◆ Selected excerpt ◆
══════════════════════════════
Crude Oil Higher on API Data, OPEC Cuts

oil-rigsGasoline inventories fell by 3.15 million barrels, according to the report;

Kuwait’s Oil Minister said on Tuesday #OPEC is committed to restore the balance of the oil market

 

The American Petroleum Institute #API reported a draw of 1.5 million barrels in crude oil inventories for last week, compared to analyst expectations of  a draw of 2.3 million barrels for the week ending May 19. This week’s crude oil inventory draw was accompanied by across the board draws for gasoline, distillates, and oil at the Cushing, Oklahoma facility as well.

Gasoline inventories fell by 3.15 million barrels, according to the report.

For the Week, distillate inventories fell by 1.85 million barrels—offsetting the 1.8 million barrel build last week.

The U.S. Energy Information Administration report on oil inventories is due Wednesday at 10:30 a.m. EDT.

WTI prices have risen this week, from $48.76 last week to $51.41 per barrel on Tuesday. Brent was trading at $54.11, compared to $51.78 last week.
══════════════════════════════
◆ Provided material ◆
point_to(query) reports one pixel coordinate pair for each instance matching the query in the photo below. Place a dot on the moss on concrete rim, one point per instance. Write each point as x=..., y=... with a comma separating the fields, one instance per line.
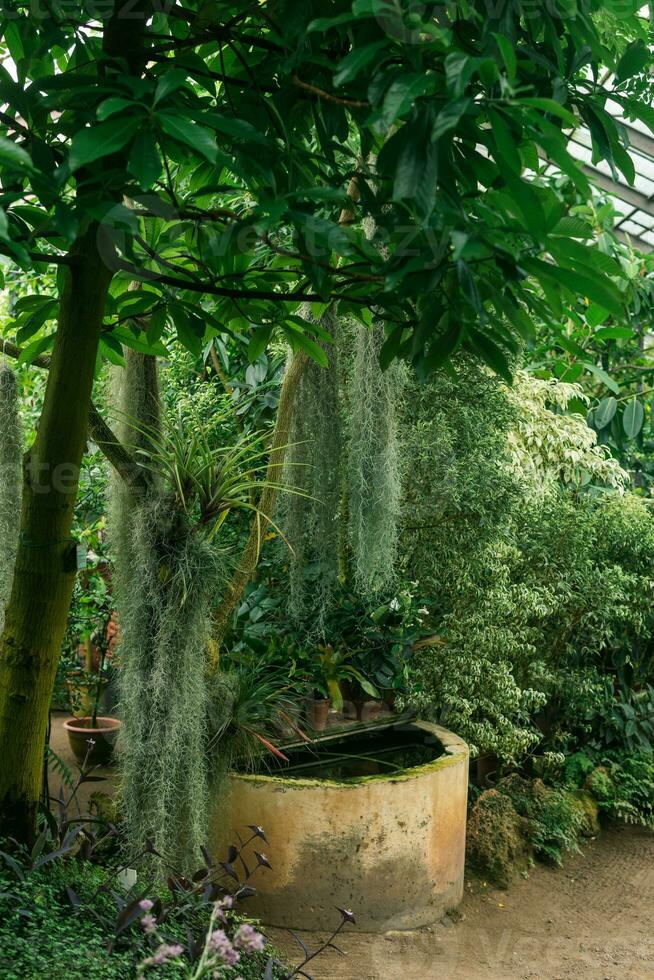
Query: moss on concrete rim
x=455, y=751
══════════════════════════════
◆ Your instructions ◆
Repeat word for word the part of the crude oil article that begins at the words "Crude Oil Higher" and stops after the words "build last week.". The material here is drawn from a different source.

◆ Problem solution ◆
Crude Oil Higher on API Data, OPEC Cuts

oil-rigsGasoline inventories fell by 3.15 million barrels, according to the report;

Kuwait’s Oil Minister said on Tuesday #OPEC is committed to restore the balance of the oil market

 

The American Petroleum Institute #API reported a draw of 1.5 million barrels in crude oil inventories for last week, compared to analyst expectations of  a draw of 2.3 million barrels for the week ending May 19. This week’s crude oil inventory draw was accompanied by across the board draws for gasoline, distillates, and oil at the Cushing, Oklahoma facility as well.

Gasoline inventories fell by 3.15 million barrels, according to the report.

For the Week, distillate inventories fell by 1.85 million barrels—offsetting the 1.8 million barrel build last week.